Segment Start: EXCERPTED RECORDS

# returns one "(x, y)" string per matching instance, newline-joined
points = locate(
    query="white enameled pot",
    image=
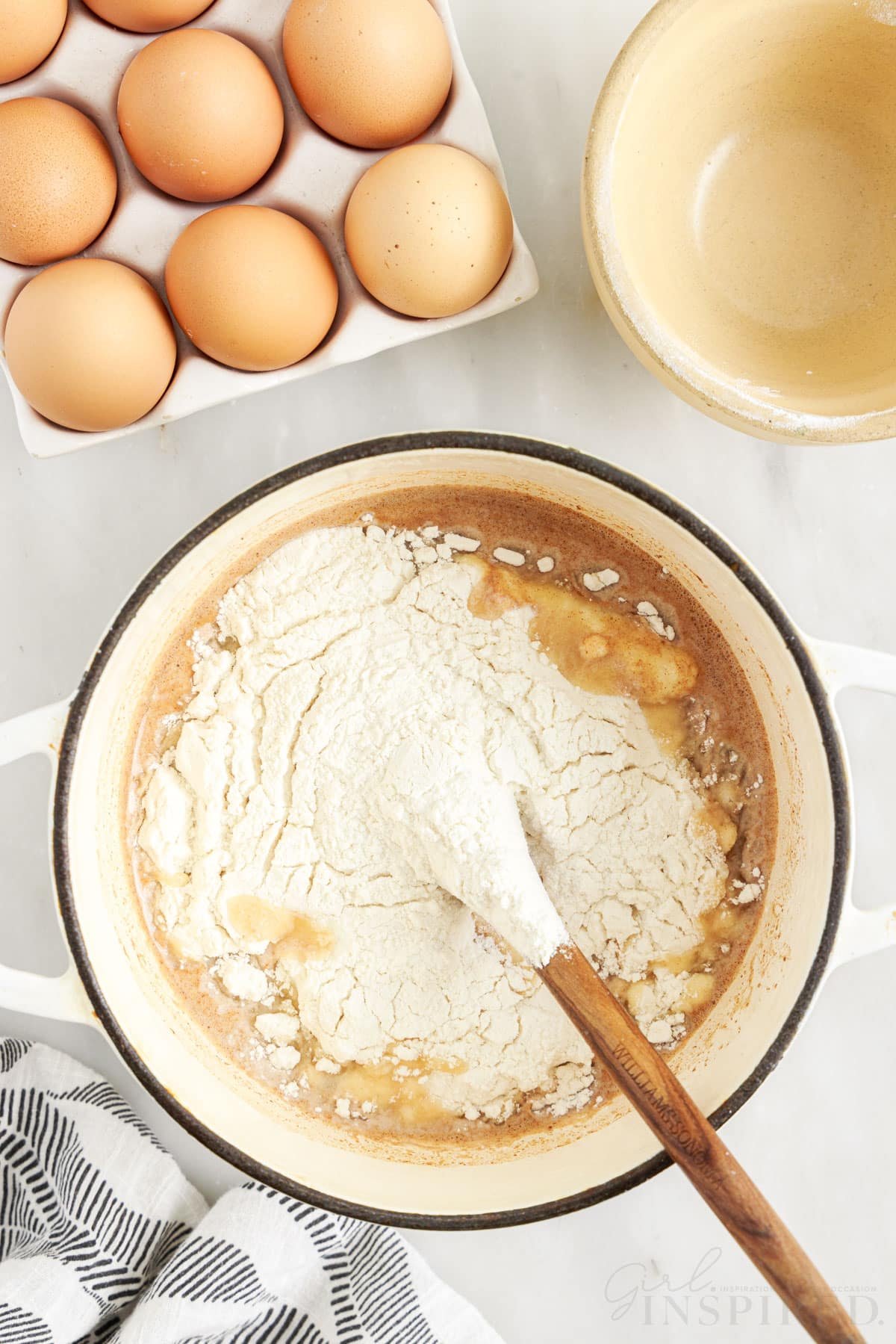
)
(116, 982)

Segment End: EXCERPTED RECORDS

> [WHAT YOU SHOULD DO] Please print out the entries above exactly. The pictures stay out.

> [RESPONSE]
# returns one "(x, y)" string per matching instance, newline-joined
points = locate(
    query="white enameled pot",
    image=
)
(116, 982)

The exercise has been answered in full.